Directions for this task
Count the lines of the records below that contain the string "negative". Reply with only that number.

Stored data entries

-- Opening Marker --

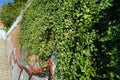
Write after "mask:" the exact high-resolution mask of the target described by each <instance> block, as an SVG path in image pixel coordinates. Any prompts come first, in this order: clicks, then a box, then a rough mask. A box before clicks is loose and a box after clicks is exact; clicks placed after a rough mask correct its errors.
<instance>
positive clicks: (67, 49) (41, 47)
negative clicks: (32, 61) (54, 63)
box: [19, 0, 120, 80]
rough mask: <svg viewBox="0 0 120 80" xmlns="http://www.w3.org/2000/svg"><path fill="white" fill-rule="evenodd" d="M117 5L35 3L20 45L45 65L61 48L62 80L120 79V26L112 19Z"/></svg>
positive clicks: (103, 3)
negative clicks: (117, 70)
mask: <svg viewBox="0 0 120 80" xmlns="http://www.w3.org/2000/svg"><path fill="white" fill-rule="evenodd" d="M118 2H119V1H118ZM114 5H115V6H114ZM116 5H117V3H115V2H114V1H112V0H51V1H48V0H38V1H36V0H34V1H33V2H32V4H31V6H30V7H29V8H28V9H27V11H26V12H25V14H24V15H23V20H22V22H21V27H20V35H19V42H20V45H21V46H24V50H25V53H26V54H37V55H38V57H39V58H41V59H42V60H43V61H44V62H45V61H46V60H47V59H48V58H49V56H51V54H50V52H51V51H52V49H53V48H54V47H57V69H56V73H57V75H58V77H59V78H61V79H62V80H78V79H79V80H92V79H98V80H100V79H106V78H107V79H119V78H120V75H119V71H120V70H119V69H120V65H119V64H118V63H119V61H120V58H119V57H120V55H119V54H118V53H120V51H119V49H120V46H119V44H120V43H119V42H118V40H119V38H120V35H119V33H120V25H119V20H116V18H114V17H111V15H112V13H114V10H115V9H116ZM111 9H112V10H113V11H112V13H110V10H111ZM118 9H119V7H118ZM117 11H118V10H117V9H116V13H119V11H118V12H117ZM118 16H119V17H120V15H119V14H118ZM108 17H109V18H108ZM119 19H120V18H119ZM103 23H104V24H103ZM116 31H117V33H116ZM116 38H117V39H116ZM116 42H117V43H116ZM116 56H117V57H116ZM114 69H115V70H114ZM117 70H118V71H117Z"/></svg>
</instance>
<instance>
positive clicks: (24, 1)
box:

-- Closing Marker --

Exercise response
2